> _To do_:
Quote exactly the lines running from the line with "Task: point to each instance of the red hair" to the end of the entries, including both, and nothing else.

begin

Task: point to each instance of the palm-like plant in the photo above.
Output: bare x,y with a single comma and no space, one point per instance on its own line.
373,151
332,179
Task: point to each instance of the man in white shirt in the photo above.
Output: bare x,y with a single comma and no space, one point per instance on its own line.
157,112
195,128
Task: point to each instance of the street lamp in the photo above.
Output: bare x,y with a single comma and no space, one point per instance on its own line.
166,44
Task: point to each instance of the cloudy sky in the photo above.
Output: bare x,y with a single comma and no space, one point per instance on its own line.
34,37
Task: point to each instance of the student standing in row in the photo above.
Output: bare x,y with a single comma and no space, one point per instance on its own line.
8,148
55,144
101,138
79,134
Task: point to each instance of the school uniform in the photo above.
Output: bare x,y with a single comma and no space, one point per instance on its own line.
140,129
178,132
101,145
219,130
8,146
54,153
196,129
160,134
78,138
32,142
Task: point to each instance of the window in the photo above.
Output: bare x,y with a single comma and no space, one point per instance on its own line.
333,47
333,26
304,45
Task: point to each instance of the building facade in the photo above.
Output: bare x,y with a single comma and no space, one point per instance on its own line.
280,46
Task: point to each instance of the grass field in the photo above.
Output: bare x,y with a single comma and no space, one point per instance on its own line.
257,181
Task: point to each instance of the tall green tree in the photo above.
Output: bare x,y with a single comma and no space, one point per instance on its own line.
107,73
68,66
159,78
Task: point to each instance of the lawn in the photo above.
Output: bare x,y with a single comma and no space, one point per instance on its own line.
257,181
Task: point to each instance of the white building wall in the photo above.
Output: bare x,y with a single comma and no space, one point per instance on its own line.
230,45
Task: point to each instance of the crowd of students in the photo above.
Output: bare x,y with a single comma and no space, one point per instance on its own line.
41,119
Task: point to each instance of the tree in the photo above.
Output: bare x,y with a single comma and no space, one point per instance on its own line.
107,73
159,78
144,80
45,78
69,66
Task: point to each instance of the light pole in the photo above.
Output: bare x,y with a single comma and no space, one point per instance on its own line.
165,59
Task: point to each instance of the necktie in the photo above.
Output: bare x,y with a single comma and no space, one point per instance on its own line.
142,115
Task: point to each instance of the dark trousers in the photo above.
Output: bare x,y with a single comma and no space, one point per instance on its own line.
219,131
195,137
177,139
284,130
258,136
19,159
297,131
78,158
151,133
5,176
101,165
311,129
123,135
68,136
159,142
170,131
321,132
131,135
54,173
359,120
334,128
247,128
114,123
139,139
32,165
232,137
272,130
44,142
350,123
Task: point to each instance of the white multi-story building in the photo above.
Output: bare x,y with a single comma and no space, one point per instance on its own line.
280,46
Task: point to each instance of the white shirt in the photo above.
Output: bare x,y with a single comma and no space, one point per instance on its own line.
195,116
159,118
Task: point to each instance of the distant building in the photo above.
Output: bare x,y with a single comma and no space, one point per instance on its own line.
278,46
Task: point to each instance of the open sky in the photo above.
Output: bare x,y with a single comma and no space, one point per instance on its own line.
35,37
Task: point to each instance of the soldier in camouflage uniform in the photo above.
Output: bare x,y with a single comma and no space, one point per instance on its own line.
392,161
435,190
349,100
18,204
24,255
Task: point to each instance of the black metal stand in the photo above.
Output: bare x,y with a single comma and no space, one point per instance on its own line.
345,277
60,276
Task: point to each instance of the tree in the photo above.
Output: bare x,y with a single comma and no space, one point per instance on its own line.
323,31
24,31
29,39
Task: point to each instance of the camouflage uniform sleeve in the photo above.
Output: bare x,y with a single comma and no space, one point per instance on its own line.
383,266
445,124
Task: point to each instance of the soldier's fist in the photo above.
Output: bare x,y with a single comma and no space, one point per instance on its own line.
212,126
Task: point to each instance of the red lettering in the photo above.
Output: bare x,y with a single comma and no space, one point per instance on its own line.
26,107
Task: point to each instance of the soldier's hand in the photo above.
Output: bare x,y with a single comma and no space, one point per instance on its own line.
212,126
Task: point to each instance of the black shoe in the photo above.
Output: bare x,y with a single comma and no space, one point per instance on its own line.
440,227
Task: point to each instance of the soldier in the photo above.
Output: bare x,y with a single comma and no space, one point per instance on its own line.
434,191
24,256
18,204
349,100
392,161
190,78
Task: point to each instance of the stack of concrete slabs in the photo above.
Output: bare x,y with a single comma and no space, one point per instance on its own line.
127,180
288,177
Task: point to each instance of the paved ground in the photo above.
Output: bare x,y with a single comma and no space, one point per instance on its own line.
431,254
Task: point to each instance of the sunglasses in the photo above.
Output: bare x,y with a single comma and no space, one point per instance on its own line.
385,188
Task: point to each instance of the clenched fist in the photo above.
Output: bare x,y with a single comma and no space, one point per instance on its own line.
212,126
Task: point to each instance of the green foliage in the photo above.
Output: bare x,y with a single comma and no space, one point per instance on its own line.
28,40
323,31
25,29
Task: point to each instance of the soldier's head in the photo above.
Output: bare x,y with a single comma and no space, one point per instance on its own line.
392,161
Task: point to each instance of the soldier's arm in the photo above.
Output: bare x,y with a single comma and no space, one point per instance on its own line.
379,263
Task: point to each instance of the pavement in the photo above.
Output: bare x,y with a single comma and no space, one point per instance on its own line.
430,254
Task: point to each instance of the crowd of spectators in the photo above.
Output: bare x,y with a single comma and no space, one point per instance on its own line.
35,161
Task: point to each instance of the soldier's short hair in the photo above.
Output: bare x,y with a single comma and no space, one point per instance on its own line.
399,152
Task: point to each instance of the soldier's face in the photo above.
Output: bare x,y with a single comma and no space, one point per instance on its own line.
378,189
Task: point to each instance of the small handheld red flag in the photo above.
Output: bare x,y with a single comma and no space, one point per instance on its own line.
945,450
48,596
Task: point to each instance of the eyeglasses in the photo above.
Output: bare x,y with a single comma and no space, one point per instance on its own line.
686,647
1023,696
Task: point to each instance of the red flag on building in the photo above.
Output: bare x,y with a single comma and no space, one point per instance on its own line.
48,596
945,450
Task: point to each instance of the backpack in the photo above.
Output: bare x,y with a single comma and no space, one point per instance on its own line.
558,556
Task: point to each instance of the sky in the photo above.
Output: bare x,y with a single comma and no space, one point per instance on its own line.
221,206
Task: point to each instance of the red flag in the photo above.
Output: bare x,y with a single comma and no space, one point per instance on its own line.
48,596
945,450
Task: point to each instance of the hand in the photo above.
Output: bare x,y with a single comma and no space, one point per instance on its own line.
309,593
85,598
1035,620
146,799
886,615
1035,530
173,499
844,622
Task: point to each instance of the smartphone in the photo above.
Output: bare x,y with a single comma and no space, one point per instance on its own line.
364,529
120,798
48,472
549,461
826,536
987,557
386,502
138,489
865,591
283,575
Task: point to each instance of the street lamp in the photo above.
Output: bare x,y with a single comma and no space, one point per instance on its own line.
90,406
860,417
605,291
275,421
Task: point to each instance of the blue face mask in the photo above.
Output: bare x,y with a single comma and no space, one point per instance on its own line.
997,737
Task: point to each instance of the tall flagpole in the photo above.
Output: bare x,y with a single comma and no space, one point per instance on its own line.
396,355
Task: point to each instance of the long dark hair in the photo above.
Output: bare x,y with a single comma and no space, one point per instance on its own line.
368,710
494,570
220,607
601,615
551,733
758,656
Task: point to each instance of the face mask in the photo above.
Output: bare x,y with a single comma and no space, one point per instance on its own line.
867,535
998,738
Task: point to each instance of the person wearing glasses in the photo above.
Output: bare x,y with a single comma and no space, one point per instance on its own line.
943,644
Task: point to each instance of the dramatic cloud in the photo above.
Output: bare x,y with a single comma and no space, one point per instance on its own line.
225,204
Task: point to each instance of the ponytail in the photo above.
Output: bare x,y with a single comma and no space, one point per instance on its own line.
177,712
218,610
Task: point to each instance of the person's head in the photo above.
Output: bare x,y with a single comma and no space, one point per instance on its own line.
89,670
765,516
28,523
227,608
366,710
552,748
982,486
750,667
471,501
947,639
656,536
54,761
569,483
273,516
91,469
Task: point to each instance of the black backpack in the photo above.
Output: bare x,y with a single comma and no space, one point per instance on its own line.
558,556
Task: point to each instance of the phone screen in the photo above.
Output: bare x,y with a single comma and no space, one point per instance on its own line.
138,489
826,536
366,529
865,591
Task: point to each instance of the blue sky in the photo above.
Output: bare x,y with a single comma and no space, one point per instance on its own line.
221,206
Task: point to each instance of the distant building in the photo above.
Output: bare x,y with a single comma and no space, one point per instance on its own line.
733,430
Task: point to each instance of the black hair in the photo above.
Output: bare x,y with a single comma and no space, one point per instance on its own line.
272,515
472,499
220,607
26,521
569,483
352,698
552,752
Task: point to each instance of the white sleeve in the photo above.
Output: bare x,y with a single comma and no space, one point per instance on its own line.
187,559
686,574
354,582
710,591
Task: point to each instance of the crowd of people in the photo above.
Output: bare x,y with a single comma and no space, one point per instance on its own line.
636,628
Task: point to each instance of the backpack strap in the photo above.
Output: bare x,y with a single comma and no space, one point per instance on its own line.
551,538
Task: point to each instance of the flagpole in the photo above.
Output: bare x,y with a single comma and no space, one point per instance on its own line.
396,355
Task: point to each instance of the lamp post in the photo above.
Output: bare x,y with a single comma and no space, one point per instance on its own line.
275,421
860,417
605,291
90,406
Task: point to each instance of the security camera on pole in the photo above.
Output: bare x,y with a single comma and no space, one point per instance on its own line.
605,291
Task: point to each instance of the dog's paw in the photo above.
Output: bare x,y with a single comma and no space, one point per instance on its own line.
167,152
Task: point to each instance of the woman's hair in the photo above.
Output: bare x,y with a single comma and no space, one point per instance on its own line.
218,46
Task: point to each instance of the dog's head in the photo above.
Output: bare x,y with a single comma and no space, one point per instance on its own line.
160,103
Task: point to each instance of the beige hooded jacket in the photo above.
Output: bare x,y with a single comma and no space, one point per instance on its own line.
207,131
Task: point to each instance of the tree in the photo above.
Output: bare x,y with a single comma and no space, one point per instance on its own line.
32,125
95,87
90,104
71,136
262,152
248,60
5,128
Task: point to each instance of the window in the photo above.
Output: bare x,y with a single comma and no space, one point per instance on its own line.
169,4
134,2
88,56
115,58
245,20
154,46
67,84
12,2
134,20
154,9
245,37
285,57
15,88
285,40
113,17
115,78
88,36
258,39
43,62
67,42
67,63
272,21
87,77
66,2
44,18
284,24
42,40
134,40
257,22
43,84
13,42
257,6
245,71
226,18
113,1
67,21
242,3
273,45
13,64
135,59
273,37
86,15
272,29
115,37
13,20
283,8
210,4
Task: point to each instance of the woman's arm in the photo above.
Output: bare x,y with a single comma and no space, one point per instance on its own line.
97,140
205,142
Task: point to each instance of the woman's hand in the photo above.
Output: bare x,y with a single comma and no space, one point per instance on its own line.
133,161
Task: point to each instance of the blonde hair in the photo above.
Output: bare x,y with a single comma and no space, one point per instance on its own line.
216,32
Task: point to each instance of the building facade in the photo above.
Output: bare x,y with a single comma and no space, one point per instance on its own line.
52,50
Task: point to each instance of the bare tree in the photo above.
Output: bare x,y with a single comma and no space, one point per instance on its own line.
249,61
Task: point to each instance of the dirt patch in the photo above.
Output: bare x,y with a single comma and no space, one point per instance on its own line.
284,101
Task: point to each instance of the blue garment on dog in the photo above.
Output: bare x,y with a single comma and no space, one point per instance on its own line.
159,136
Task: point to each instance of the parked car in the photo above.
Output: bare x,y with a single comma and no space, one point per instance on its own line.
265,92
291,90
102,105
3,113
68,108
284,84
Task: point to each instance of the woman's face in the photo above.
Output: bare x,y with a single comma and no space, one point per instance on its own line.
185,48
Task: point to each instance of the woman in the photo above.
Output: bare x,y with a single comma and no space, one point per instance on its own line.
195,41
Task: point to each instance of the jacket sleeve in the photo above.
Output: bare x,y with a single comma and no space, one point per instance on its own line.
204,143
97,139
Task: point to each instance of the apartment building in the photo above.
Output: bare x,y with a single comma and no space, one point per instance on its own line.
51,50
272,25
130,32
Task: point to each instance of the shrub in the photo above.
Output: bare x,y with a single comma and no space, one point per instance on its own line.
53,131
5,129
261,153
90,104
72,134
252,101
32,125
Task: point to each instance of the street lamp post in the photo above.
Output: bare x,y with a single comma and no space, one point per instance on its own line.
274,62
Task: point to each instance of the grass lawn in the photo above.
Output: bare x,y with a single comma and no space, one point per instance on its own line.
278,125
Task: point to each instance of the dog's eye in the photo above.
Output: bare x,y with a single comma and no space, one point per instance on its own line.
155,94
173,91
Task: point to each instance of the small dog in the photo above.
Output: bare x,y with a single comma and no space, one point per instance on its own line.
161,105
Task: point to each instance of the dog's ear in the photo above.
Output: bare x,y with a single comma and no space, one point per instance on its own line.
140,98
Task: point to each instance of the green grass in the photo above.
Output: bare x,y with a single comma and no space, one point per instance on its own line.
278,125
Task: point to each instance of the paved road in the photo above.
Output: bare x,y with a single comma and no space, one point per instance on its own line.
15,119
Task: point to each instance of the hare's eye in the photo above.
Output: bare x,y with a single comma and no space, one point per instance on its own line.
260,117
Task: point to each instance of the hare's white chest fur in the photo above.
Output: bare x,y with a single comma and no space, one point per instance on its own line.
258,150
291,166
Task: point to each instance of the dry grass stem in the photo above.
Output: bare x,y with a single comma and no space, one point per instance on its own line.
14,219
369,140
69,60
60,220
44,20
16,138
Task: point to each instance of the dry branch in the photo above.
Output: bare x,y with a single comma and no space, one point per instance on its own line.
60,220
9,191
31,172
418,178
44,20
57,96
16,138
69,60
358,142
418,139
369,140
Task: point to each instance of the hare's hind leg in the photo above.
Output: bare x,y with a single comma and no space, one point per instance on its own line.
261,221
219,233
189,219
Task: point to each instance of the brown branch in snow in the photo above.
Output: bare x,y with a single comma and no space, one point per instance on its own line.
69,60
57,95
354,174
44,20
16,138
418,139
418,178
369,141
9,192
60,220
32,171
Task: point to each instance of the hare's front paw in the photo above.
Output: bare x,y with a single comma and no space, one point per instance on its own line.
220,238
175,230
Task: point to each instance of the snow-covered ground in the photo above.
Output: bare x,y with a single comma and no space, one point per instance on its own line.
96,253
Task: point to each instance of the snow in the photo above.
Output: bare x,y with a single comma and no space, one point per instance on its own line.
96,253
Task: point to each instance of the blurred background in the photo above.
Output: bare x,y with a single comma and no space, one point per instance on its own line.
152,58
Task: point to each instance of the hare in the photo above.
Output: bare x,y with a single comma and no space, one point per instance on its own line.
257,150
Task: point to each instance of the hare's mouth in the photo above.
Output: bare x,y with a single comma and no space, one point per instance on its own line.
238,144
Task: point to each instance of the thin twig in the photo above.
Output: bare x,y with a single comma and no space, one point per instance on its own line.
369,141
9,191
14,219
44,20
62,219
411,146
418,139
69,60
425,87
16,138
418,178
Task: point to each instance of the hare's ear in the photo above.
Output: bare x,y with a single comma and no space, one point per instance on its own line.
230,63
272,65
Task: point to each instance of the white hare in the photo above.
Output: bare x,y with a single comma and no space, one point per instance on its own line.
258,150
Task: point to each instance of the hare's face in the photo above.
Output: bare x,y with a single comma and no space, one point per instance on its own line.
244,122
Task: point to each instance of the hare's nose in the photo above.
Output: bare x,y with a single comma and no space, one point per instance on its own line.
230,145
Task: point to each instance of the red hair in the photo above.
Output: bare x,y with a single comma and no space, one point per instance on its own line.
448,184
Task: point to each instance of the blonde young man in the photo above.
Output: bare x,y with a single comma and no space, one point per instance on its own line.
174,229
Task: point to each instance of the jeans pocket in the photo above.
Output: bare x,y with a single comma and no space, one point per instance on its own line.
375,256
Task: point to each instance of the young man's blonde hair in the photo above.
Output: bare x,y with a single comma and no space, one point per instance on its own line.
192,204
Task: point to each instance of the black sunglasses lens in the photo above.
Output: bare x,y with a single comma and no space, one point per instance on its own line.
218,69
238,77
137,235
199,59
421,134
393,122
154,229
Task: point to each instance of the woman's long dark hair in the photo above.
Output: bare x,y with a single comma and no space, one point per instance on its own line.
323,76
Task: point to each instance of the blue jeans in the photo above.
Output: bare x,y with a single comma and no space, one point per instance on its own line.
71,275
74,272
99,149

end

> _Task result_:
Task: point to each instance of the red hair in the photo above.
Output: bare x,y with a single comma and no space, one point per instance on its own line.
448,184
Task: point to each instance of the blonde young man in the photo above.
Output: bare x,y with a single comma and no space, one point per instance on its own line.
174,229
Task: point to each instance of the jeans pocket in the photo above.
Output: bare x,y with a single comma and no space, one point per instance on its own line.
375,256
Task: point to each instance of the young man's blonde hair in the photo above.
Output: bare x,y with a single comma and no space, one point per instance on its own line.
192,204
Task: point to each instance of the black sunglasses lens in the photo above.
Output: bare x,y with a single comma and no space, one point per instance on its own line.
218,69
238,77
137,235
199,59
421,134
393,122
154,229
Task: point to each instance of the woman's long dark hair in the photo above.
Output: bare x,y with a single comma and no space, one point per instance on its own line.
323,76
Task: point to each instance of the blue jeans in the photo above.
Output: bare x,y with a single comma and no space, one point per instance on its own line.
71,275
74,272
99,149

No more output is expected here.